*** Page

This paper examines one aspect of the post-Cold War interventionist mission for Western militaries, the constabulatory function of peacekeeping. Specifically, it looks at the uses to which that function is put by the Australian Army in its on-line inscriptions of itself as both a media and consumer commodity. A growing understanding in Western feminist (and feminist-allied) research, such as Barbara Ehrenreich's and Mary Kaldor's, holds that contemporary war is becoming “de-gendered” in the sense that women increasingly occupy the once all-male category of actual combatants. While acknowledging the rising number of women combatants, this paper nonetheless argues that “gender” remains an indispensable category in terms of analysing how Western publics are encouraged to understand the participation of their militaries in the “new” wars, wars the putative mission of which is to save the failing states and societies of “the non-West.” Employing anti-racist and postcolonial feminist analyses, the paper reads the particular strategies of spectacularisation at work in the Army's visual imaging of its relationship to the civil societies of “Third World” countries. The paper concludes that the Army's recourse to the images and ideologies of a masculinised West and a feminised South and East in order to “sell” its mission to the Australian public seriously undermines the credibility of the nation's peacekeeping mission: to assist people in securing viable, vigorous and independent civil societies of their own making. Hence, that imaging strategy also raises serious questions about recent applications of the peacekeeping image by some Western governments, such as Australia's, in their representations of the War in Iraq (as well as the larger War on Terror) as the latest and, perhaps, greatest articulation of a non-imperialist interventionist ethos.

******
*** Dataset rows

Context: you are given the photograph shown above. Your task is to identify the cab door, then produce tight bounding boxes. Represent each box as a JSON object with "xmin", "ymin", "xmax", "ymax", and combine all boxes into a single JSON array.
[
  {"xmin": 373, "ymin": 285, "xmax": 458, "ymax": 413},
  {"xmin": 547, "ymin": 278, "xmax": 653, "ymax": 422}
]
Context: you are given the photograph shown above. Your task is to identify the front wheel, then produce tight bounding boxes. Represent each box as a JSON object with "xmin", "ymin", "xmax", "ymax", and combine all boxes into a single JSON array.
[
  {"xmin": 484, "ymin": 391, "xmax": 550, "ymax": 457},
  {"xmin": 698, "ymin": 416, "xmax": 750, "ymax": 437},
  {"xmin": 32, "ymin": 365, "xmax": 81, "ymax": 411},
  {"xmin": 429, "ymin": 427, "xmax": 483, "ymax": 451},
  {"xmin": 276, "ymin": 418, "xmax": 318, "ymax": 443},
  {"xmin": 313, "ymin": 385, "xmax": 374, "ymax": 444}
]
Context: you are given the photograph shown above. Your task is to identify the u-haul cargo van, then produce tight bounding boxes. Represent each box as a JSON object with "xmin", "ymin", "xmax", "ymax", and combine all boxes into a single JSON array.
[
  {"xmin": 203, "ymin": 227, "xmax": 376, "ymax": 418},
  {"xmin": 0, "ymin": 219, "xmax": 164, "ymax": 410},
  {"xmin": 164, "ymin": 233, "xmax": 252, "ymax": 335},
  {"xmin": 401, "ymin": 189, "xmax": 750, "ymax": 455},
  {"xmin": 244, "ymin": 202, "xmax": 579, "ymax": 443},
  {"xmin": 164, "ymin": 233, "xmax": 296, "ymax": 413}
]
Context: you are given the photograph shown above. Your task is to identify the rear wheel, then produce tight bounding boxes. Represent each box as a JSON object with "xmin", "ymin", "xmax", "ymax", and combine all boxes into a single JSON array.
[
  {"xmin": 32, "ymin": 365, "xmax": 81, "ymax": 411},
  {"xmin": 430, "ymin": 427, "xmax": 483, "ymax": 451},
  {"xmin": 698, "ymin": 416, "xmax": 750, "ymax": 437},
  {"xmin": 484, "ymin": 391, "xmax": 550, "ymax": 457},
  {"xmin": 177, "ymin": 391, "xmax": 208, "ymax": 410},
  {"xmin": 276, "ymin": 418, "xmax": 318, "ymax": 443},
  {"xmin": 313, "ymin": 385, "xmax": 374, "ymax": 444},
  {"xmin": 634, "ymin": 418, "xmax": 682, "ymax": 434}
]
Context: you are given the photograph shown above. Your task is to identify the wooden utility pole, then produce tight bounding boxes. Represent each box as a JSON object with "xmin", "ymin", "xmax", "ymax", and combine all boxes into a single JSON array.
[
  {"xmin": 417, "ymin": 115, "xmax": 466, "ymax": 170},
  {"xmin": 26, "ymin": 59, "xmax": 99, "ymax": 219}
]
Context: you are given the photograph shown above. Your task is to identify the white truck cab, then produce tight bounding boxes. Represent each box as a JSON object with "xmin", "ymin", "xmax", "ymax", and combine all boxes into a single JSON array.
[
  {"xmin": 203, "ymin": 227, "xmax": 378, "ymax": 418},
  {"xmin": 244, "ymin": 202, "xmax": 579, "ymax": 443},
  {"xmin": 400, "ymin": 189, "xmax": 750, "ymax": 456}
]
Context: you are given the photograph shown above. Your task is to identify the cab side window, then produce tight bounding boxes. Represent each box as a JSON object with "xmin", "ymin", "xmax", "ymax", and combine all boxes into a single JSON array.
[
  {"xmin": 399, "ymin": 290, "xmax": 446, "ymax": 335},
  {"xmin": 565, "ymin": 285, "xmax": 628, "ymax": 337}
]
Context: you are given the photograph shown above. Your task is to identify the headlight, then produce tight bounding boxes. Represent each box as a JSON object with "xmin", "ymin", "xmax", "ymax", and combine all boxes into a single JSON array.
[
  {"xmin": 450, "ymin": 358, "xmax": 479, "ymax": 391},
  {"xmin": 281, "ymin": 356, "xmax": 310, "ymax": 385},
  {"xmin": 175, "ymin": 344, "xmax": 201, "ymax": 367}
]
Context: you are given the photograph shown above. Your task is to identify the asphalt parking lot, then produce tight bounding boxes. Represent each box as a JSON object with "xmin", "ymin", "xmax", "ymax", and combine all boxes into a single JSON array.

******

* _Given request 1_
In the peacekeeping abstract, which two researchers are named as examples of feminist research holding that contemporary war is becoming "de-gendered"?
* _Given request 2_
Render this sentence from the peacekeeping abstract in French: "Specifically, it looks at the uses to which that function is put by the Australian Army in its on-line inscriptions of itself as both a media and consumer commodity."
* _Given request 3_
Pick up the peacekeeping abstract after its last sentence and write one further paragraph in the same formal register.
The rows have no connection to the peacekeeping abstract.

* _Final result 1_
Barbara Ehrenreich and Mary Kaldor.

* _Final result 2_
Plus précisément, il examine les usages que l'Armée australienne fait de cette fonction dans les inscriptions en ligne par lesquelles elle se présente à la fois comme un produit médiatique et comme un bien de consommation.

* _Final result 3_
Bio: Hilary Harris is Lecturer in the School of Film, Media and Cultural Studies at Griffith University. She has engaged in fieldwork regarding human trafficking and war in Southeast Asia, and regarding “whiteness” and war in Japan. Exploring the intersections among feminist, queer and postcolonial theories in relation to anti-racist whiteness studies, her most recent publication is “Desert Training for Whites: Australian Road Movies” in Terra Re-cognitions: New Essays in Australian Studies (UQP, forthcoming).